##### DOCUMENT PASSAGE #####

Liberals/lefties who act like this bill is pointless because it's not left-wing enough for them really annoy me. The point of passing social policy like this is not to prove a point or something, it's to help people and make society better. This bill does that. It expands health insurance coverage to tens of millions of people who didn't have it before. Those are real people, real human beings who can now afford to go to the doctor and treat diseases and ailments that they couldn't before. This policy is only "awful" to idealistic middle-class left-wingers on the internet who are completely removed from the reality of the people whose lives will be materially better because of this legislation.
I actually fully agree with this post. When I looked back on my initial thoughts, I was surprised that I said something so harsh against a piece of legislation that I still zealously defend because of the major impacts it will make in the lives of millions. It's one of the few reasons that I'm proud to consider myself a Democrat and an Obama supporter at this point. At the same time though, do you honestly think that this bill was constructed well as far as long term policy goes? My concerns aren't that it doesn't introduce a single player system or a public option (it was moronic to expect that to happen), my concerns are that it doesn't properly address the skyrocketing costs of care that are strangling the system and that "Obamacare" is doomed to failure in the same way that the health care system would be without it.

##### GIVEN ENTRIES #####

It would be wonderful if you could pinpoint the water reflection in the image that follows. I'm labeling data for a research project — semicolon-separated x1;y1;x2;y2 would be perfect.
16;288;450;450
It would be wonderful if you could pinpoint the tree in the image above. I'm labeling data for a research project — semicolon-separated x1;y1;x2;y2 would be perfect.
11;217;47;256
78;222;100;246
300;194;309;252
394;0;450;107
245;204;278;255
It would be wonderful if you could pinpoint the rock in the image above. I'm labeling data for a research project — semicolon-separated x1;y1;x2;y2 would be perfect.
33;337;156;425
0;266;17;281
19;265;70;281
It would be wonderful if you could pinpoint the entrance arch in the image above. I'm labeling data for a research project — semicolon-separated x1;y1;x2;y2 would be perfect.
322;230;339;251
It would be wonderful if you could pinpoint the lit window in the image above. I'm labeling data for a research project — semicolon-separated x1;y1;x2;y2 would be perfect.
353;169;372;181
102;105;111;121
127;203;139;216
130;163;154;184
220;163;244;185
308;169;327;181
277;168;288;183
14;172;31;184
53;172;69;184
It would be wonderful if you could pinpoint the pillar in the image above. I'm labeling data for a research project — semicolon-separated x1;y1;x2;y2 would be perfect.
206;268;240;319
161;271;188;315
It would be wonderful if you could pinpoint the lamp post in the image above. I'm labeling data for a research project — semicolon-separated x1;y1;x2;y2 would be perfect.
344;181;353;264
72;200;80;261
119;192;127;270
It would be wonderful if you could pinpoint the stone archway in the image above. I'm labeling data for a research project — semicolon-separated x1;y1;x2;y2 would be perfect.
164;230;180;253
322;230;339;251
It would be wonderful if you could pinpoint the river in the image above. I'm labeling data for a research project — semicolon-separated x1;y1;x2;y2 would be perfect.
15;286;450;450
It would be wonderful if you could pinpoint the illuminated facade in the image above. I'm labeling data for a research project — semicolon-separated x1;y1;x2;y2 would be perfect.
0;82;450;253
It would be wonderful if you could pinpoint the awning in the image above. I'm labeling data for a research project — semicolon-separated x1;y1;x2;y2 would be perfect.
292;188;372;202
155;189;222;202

#####

> [EXERCISE REQUIREMENTS]
1. List each benefit of the bill that the first post in the health care bill discussion claims.
2. In the health care bill discussion, what does the second writer say it was moronic to expect the bill to introduce?
3. Continue the health care bill discussion from its last sentence.

> [PER-TASK OUTPUTS]
1.
- It helps people and makes society better.
- It expands health insurance coverage to tens of millions of people who did not have it before.
- It lets people afford to go to the doctor.
- It lets people treat diseases and ailments they could not treat before.
- It makes people's lives materially better.

2. A single player system or a public option.

3.
No, it wasn't. Obama had the political capital to push that through and supermajorities in both houses. The game wasn't necessarily going to be won, but it would certainly have been worth playing.
Imagine how intense the ad war against the bill would have been if Obama actively pushed for the legislation that we desire. It would have died a quick death after the barrage of misleading information and spooky talking points that would fill the airwaves.
In my opinion the risk was worth taking but I'd give it very slim odds and it more than likely would have meant that the failure of a broad reform.
Are you saying that the right's cultural hegemony is so strong as to never be possibly challenged ? Sadly, you might be right. But any time we renounce to challenge it for this reason, we actually make it stronger. Why would anyone support a public option if even the supposedly left-wing party doesn't ? The saddest thing is that polls showed that a health care reform
with public option would have been way more popular than the one actually passed.